◆ DIRECTIONS FOR THIS TASK
Examine each line of the listing below. Copy those in which the string "blue" appears.

• • • • •

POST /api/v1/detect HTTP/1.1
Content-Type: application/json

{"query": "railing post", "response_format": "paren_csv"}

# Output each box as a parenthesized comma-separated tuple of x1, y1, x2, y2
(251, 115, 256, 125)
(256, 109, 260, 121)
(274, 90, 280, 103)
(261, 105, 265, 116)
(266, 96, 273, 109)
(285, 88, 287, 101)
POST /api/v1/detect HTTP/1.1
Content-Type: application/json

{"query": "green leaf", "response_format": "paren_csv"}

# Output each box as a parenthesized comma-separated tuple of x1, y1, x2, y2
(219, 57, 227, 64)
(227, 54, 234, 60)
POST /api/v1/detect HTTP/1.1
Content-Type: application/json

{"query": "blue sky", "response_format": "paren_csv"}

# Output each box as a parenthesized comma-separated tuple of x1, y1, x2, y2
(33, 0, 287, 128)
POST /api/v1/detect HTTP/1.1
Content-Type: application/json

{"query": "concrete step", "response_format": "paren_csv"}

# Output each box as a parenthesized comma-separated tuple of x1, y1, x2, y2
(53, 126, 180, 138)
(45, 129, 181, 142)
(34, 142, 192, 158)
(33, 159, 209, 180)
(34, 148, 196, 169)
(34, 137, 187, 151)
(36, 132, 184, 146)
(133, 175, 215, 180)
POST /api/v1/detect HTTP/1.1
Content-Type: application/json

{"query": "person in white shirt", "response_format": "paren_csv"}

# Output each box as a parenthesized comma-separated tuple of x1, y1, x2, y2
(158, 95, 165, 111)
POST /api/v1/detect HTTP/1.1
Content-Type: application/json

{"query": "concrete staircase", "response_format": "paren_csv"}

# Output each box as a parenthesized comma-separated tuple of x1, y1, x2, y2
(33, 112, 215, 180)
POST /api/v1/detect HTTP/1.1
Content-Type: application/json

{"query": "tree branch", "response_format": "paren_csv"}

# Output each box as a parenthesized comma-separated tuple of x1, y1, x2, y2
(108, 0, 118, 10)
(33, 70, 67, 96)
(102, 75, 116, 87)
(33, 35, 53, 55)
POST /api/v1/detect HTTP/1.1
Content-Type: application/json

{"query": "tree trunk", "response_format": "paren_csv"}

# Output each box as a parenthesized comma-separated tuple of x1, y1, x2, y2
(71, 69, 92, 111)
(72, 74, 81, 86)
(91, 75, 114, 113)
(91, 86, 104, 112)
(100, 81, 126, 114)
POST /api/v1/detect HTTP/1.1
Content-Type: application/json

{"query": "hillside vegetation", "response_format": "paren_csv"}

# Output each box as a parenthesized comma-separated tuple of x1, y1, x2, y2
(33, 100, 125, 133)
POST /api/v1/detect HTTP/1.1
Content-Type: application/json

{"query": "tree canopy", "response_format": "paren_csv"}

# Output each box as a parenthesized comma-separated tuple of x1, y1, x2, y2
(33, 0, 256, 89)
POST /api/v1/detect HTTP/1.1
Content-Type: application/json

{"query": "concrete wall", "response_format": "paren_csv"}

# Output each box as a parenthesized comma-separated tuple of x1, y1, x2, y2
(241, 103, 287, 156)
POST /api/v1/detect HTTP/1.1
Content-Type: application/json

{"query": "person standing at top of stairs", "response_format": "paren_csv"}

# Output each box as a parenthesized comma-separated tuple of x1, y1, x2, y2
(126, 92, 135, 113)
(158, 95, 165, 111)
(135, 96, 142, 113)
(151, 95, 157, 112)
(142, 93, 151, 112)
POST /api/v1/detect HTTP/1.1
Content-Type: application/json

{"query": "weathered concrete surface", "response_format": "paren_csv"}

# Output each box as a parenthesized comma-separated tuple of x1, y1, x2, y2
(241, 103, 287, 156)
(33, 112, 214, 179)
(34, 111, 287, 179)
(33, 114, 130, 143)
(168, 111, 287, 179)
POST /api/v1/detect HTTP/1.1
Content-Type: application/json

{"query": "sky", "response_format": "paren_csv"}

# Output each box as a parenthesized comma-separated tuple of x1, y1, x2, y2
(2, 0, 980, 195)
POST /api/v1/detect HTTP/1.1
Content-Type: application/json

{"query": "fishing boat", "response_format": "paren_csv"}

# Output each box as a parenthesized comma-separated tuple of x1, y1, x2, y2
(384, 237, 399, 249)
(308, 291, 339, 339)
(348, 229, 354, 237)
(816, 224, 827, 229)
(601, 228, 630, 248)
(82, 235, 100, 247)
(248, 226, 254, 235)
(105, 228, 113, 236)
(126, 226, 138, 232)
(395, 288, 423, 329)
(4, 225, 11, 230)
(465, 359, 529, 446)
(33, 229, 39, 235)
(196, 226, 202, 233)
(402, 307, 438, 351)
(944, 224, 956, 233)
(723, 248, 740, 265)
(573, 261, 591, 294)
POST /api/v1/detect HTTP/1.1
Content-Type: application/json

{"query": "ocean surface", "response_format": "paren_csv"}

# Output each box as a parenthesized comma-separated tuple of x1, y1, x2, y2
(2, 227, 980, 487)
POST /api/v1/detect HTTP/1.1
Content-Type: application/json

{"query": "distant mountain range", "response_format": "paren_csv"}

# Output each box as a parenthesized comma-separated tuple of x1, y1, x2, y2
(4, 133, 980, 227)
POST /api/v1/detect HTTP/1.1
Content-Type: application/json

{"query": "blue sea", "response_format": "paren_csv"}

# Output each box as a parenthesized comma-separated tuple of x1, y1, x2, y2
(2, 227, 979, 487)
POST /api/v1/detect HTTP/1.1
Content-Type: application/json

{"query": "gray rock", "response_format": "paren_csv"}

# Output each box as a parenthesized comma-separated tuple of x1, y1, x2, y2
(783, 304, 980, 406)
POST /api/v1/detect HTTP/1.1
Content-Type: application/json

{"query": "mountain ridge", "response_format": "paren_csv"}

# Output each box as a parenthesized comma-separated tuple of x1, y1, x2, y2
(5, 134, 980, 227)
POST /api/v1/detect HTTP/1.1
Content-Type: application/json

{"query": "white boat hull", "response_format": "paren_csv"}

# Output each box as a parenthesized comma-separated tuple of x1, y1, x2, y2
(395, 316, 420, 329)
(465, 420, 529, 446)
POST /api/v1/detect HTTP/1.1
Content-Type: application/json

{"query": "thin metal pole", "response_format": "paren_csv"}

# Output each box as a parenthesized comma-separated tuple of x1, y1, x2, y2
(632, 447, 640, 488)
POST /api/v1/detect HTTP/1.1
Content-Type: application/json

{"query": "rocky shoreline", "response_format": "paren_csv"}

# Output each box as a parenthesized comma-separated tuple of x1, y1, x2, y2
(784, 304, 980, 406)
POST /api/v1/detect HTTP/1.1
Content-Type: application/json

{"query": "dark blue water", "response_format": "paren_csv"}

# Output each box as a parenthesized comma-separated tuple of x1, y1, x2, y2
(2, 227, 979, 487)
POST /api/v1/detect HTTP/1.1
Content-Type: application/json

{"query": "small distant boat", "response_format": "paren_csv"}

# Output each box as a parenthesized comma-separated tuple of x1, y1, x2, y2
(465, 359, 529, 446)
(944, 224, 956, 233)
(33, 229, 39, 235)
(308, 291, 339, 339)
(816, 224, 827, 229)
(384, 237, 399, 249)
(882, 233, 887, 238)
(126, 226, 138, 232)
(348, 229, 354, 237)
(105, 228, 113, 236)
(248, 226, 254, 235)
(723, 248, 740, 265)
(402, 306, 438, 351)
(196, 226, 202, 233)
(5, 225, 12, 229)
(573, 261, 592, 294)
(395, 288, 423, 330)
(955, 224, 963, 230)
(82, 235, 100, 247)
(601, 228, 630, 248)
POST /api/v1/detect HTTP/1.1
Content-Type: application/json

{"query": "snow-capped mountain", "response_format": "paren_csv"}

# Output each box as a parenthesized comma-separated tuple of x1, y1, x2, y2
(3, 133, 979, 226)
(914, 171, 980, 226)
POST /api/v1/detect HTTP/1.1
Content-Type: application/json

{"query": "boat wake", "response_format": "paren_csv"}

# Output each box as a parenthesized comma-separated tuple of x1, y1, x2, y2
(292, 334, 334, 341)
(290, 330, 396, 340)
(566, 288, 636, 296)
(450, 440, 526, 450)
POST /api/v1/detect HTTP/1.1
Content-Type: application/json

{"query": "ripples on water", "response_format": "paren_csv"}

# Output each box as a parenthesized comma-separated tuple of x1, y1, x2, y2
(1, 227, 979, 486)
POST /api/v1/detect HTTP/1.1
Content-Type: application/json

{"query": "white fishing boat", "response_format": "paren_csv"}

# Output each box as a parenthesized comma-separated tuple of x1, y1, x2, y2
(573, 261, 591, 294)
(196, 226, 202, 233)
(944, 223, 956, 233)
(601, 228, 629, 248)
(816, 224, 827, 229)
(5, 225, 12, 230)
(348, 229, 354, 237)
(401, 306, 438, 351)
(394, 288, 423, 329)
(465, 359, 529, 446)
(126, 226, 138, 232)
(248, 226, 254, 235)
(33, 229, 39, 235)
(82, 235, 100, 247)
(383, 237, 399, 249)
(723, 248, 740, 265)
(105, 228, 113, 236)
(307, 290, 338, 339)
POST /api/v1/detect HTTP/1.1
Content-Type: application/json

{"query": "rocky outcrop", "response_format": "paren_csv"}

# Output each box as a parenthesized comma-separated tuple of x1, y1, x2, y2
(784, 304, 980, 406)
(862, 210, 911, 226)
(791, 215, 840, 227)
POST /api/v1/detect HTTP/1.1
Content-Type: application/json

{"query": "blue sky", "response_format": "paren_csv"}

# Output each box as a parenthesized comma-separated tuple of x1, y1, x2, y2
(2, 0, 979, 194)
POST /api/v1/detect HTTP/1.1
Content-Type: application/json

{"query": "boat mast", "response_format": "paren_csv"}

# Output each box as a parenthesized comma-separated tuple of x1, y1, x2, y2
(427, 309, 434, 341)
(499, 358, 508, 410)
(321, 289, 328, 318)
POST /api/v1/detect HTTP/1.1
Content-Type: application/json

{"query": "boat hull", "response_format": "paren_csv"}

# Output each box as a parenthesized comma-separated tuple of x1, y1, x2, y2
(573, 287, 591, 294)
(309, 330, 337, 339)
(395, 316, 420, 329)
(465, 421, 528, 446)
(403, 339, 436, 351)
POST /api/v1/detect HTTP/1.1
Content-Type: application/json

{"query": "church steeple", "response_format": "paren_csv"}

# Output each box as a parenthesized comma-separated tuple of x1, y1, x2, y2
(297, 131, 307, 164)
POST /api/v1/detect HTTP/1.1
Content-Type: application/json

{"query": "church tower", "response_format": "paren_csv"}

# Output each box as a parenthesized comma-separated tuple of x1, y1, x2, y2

• • • • •

◆ ANSWER BELOW
{"query": "blue sky", "response_format": "paren_csv"}
{"query": "blue sea", "response_format": "paren_csv"}
{"query": "dark blue water", "response_format": "paren_csv"}
{"query": "blue sky", "response_format": "paren_csv"}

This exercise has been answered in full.